#### [Exercise details]
In the entries below, find the line containing "Scan the picture above and determine whether any shaded". Copy it and all lines after it, exactly, through the end.

#### [Raw data]
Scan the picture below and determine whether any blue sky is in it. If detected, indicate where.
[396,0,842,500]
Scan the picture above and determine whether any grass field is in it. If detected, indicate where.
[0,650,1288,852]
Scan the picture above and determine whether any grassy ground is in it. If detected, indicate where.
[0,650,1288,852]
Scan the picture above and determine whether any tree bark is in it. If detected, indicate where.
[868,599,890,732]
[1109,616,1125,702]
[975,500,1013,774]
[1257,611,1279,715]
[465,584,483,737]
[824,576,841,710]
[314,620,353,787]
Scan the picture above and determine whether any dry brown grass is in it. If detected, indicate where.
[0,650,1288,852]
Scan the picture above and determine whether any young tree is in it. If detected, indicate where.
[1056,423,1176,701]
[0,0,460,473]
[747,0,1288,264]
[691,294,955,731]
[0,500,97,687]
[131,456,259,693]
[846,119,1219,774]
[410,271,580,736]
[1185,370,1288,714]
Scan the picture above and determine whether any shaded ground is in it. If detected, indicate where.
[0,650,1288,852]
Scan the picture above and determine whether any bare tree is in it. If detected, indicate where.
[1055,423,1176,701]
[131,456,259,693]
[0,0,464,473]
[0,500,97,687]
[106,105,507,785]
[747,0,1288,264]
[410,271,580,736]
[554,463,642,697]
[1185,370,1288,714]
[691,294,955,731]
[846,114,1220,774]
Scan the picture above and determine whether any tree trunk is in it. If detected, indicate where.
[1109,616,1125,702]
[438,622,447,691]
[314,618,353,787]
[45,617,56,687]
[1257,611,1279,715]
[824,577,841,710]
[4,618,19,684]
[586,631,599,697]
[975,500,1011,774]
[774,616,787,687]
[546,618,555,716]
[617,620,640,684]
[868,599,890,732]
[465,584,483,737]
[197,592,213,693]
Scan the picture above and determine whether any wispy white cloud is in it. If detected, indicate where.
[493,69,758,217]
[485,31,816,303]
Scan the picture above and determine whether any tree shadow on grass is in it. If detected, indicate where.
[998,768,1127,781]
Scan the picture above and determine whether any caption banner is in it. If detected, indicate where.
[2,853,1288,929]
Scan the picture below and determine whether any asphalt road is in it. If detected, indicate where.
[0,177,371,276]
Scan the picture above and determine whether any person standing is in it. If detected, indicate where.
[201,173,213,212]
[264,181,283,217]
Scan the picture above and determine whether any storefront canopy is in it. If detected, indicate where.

#### [Answer to this problem]
Scan the picture above and determine whether any shaded ground is in it. If detected, indicate where.
[0,650,1288,852]
Scan the picture above and determine whether any bare tree is in it. If detected, indicate where.
[1055,423,1176,701]
[131,456,259,693]
[0,0,464,473]
[0,500,97,687]
[106,105,507,785]
[747,0,1288,264]
[410,271,580,736]
[554,463,642,697]
[1185,370,1288,714]
[691,294,955,731]
[846,114,1220,774]
Scan the picture above and determine whether any tree trunk is in it. If detected, indicate where.
[1109,616,1125,702]
[438,622,447,691]
[314,618,353,787]
[45,617,56,687]
[1257,611,1279,715]
[824,577,841,710]
[4,618,19,684]
[586,631,599,697]
[975,500,1011,774]
[774,616,787,687]
[546,618,555,716]
[617,620,640,684]
[868,599,890,732]
[465,584,483,737]
[197,592,213,693]
Scan the picture above and determine whether any wispy white cloud is in it. If detected, indicate where.
[493,69,758,217]
[485,31,816,303]
Scan the picture above and determine whether any tree shadow on grass is in it. If detected, indicate where.
[998,768,1127,781]
Scan the picture above and determine whether any caption banner is in it. If detected, indicate where.
[2,853,1288,929]
Scan the picture below and determine whether any asphalt road is in it. If detected, indicate where.
[0,177,371,276]
Scan the picture above and determine whether any person standing is in it. If detected, indicate where.
[201,173,213,212]
[264,181,283,217]
Scan the picture above and determine whether any storefront canopy is in it. If detected, indicate where.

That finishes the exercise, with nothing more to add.